EXERCISE INPUT:
= = =

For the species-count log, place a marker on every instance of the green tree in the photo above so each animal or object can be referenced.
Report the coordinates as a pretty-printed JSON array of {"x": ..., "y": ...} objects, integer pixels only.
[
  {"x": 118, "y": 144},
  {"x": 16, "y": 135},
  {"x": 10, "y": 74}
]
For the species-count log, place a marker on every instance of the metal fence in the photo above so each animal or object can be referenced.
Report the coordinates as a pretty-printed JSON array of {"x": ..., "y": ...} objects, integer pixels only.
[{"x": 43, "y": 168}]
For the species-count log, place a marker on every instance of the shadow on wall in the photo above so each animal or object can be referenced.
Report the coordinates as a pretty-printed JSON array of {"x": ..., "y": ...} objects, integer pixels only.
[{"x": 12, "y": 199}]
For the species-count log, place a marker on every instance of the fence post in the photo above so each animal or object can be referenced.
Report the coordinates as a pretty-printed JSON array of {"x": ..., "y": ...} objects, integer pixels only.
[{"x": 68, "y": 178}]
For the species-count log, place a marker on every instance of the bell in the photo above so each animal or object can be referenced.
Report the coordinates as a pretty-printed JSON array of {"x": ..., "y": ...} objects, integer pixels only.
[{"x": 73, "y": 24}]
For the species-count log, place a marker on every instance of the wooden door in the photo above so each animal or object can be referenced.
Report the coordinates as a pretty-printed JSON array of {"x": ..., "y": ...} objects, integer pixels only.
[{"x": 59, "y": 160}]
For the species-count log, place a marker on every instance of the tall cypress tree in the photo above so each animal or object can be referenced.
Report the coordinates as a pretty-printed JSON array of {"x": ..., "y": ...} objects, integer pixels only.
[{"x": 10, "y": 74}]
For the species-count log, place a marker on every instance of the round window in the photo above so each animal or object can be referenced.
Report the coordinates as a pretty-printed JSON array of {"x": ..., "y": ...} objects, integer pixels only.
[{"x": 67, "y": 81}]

= = =

DIRECTION: Repeat the material above word for word, from the line containing "of the wooden" through the end of the material, both ends included.

SOLVED EXERCISE:
For the species-count log, place a marker on every instance of the wooden door in the photo above so each animal or object can be referenced.
Report the coordinates as a pretty-printed JSON array of {"x": ..., "y": ...} objects, integer pixels only.
[{"x": 59, "y": 160}]
For the species-count log, place a marker on every instance of the tall cypress tree in the photo above so each animal or object can be referenced.
Report the coordinates as a pretty-printed JSON array of {"x": ..., "y": ...} objects, integer pixels only.
[{"x": 10, "y": 74}]
For the species-count log, place a marker on every instance of the round window in the photo above so each animal or object can be referenced.
Report the coordinates as a pretty-printed JSON array of {"x": ..., "y": ...} objects, integer pixels only.
[{"x": 67, "y": 81}]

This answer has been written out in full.